▶ What is expected
Reproduce the listing word for word. Skip any image.

▶ Information
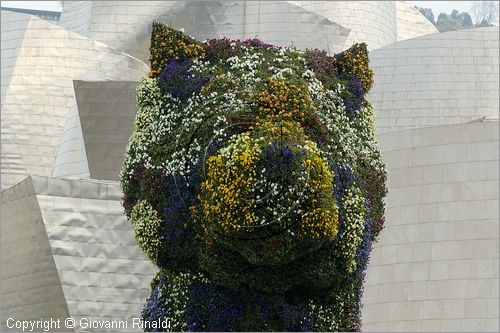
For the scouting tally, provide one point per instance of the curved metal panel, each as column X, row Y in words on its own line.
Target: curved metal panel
column 411, row 23
column 435, row 267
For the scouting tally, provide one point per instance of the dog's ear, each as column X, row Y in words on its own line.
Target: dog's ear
column 169, row 44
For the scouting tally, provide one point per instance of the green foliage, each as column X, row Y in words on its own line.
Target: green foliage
column 254, row 182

▶ Task solution
For the scouting tally, provide one point per instance of the curved metal panel, each as column X, row Y in words on its own line.
Target: curved metal panel
column 411, row 23
column 435, row 267
For the scouting tally, provide one point per instance of the dog's ear, each as column X, row Y in words on its own line.
Target: dog's ear
column 169, row 44
For the scouting tally, provide one point per instance of the green foliage, each as column X, row Y in words on its own line.
Target: green foliage
column 254, row 182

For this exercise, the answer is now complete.